In how many lines of the items below does the string "stick" appear? Reply with the number alone.

* _Exercise inputs_
(begin)

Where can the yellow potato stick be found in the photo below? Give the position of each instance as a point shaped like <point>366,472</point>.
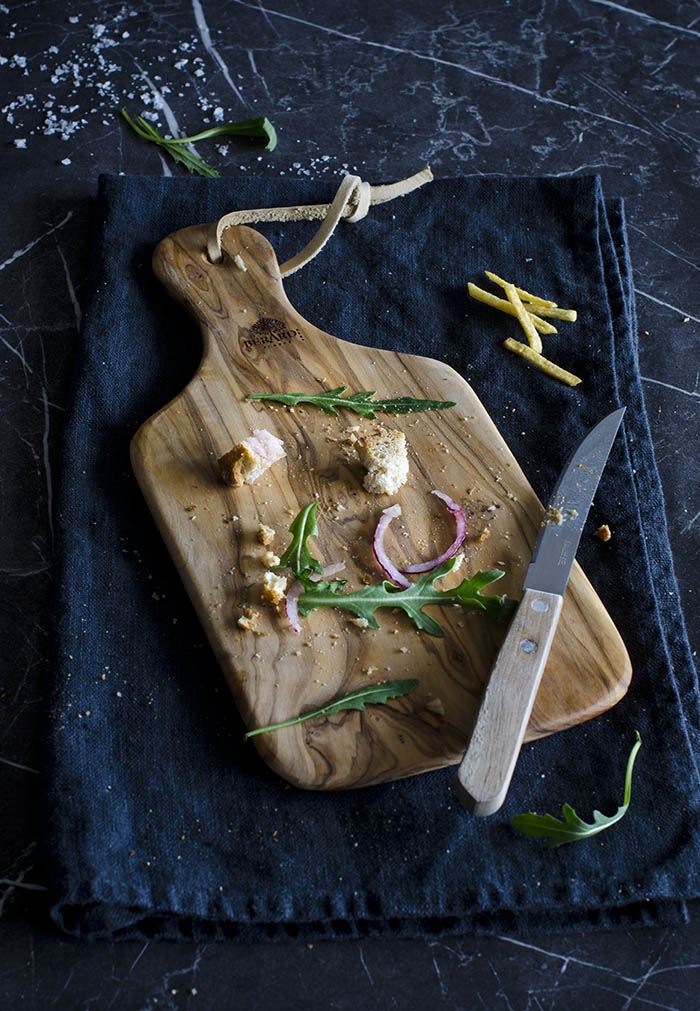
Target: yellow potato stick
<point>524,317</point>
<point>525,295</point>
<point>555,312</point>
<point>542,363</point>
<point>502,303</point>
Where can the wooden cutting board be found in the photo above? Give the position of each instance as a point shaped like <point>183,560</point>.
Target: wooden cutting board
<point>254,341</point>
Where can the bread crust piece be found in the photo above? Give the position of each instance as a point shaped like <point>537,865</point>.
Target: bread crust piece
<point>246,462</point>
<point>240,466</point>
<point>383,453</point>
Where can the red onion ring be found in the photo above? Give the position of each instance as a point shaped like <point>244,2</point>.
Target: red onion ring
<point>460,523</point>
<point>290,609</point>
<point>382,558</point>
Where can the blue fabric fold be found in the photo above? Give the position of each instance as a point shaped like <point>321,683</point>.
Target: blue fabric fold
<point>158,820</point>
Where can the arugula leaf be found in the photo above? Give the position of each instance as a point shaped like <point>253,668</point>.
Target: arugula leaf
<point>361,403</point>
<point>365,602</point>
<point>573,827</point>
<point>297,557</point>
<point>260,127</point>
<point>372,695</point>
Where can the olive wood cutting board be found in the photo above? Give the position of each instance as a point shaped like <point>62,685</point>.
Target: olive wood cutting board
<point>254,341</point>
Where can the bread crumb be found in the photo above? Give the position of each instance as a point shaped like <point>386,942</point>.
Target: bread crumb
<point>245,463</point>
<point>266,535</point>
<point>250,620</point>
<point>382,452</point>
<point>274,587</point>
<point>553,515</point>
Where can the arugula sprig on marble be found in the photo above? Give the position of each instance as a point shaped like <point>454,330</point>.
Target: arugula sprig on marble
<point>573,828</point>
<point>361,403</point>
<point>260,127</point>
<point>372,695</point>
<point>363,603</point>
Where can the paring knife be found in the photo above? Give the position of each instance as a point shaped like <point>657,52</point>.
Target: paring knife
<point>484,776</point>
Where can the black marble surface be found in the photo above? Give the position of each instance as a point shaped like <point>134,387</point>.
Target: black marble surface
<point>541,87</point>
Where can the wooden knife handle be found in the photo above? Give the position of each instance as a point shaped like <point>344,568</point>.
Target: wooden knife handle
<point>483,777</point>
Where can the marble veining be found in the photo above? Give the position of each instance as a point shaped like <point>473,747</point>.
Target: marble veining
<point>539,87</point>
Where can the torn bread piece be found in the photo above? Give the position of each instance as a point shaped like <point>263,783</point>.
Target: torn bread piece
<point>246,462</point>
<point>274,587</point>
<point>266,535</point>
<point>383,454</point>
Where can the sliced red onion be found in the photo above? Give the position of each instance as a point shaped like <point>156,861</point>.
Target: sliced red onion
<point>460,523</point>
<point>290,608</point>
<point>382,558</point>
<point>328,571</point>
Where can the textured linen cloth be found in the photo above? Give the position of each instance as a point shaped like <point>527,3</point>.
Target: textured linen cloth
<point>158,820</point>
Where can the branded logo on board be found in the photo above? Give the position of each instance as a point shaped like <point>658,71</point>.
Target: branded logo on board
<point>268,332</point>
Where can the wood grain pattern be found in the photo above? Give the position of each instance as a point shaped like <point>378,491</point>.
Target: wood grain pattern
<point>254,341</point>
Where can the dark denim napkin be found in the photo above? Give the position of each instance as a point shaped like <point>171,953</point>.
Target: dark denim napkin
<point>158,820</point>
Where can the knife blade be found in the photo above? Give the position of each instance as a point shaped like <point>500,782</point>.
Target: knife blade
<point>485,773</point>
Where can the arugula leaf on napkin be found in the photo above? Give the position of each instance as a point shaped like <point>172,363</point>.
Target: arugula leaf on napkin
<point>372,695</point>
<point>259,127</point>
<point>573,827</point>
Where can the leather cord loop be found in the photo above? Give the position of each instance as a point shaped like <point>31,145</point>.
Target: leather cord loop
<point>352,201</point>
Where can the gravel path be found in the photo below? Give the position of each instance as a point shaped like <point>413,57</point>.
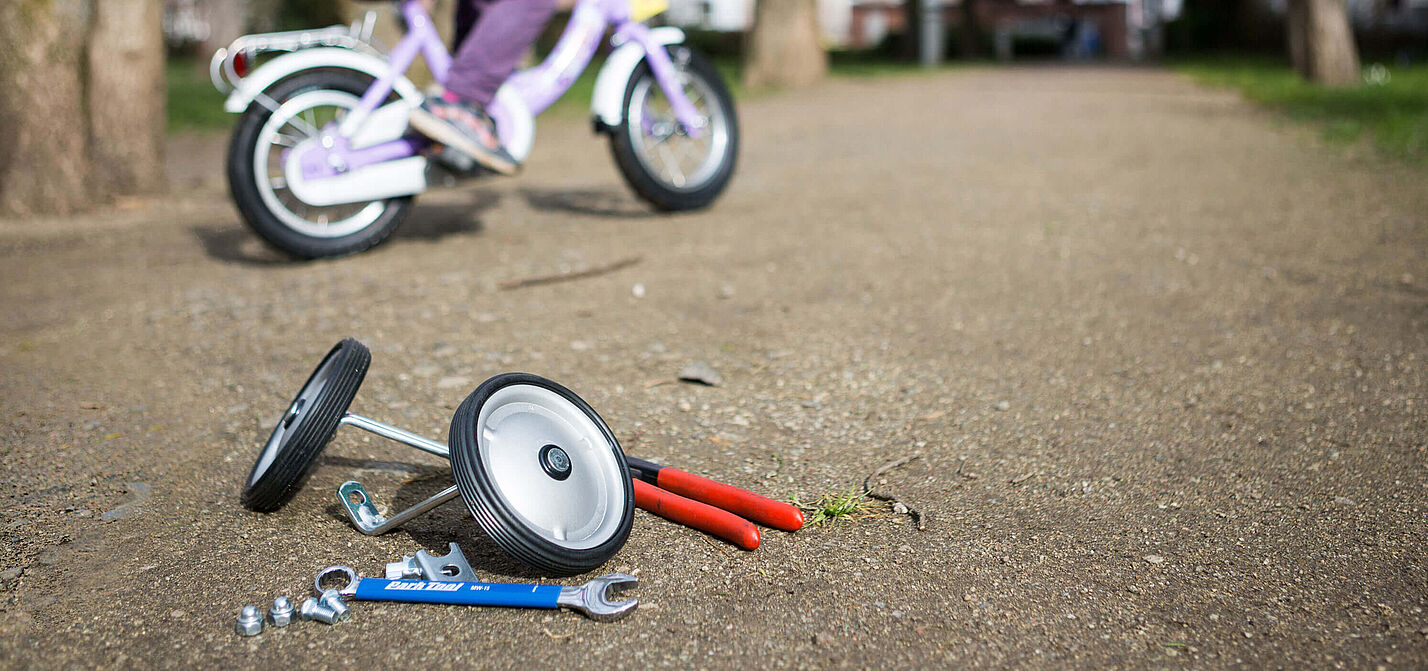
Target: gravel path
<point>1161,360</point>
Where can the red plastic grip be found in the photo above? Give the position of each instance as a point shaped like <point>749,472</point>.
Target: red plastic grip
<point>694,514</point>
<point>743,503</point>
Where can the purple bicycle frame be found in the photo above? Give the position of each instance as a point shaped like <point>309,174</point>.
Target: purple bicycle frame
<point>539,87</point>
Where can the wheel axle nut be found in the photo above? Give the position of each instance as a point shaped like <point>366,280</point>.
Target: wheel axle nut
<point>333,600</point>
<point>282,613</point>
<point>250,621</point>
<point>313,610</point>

(end)
(begin)

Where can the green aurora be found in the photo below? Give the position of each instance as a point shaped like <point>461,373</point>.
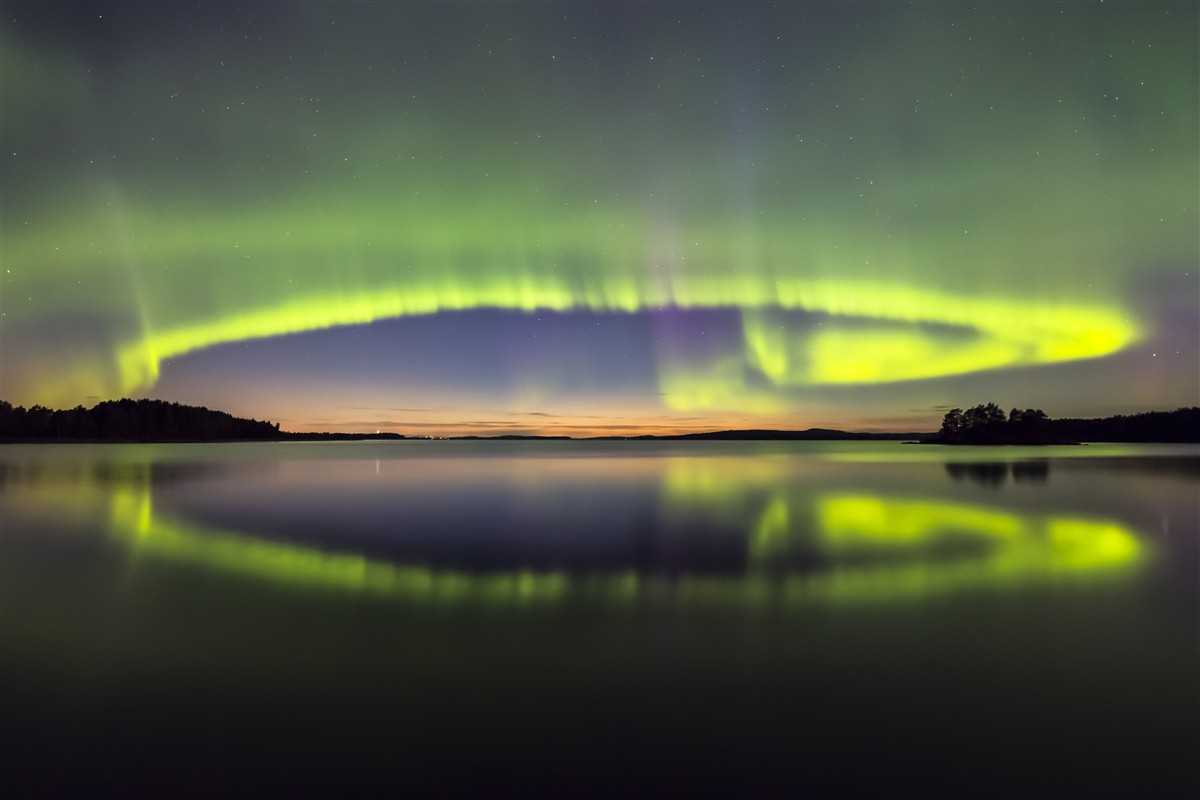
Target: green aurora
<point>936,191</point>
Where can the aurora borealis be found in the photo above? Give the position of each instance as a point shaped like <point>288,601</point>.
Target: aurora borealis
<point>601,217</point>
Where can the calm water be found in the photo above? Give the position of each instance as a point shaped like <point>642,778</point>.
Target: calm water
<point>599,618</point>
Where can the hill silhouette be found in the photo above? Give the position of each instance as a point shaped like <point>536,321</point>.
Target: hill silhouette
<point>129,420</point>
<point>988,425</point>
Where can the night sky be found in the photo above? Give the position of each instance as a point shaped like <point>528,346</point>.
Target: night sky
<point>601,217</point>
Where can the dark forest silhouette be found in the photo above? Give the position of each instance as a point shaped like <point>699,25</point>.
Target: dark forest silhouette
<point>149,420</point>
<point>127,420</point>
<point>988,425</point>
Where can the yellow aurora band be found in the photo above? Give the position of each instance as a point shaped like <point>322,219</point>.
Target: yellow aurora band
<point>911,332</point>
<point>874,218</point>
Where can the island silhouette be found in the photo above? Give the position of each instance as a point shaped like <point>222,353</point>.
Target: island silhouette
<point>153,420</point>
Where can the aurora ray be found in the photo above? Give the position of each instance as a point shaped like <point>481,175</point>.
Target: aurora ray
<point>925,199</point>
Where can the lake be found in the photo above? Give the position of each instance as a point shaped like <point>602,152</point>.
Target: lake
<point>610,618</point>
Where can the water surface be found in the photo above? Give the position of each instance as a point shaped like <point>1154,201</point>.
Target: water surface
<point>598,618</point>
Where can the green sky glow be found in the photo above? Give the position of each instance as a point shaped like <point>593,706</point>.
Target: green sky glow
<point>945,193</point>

(end)

* _Solution for this problem_
2